Data for pointing at named objects:
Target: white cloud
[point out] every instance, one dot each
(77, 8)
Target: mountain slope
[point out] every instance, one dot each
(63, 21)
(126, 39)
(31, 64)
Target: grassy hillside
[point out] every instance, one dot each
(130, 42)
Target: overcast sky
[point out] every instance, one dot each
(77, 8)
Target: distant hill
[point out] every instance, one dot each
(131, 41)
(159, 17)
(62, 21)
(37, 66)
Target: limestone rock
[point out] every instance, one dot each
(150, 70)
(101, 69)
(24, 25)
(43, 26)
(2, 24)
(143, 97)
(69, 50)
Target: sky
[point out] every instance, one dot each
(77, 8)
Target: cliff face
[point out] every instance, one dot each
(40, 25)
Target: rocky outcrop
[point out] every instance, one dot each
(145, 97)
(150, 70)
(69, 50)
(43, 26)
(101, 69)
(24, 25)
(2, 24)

### Aim of the exercise
Copy the data above word for word, starting at the line that contains "Target: rocky outcrop" and ending with the last line of the data.

### Task result
Target: rocky outcrop
[point out] every instance, one dot each
(145, 97)
(150, 70)
(69, 50)
(43, 26)
(101, 69)
(24, 25)
(2, 24)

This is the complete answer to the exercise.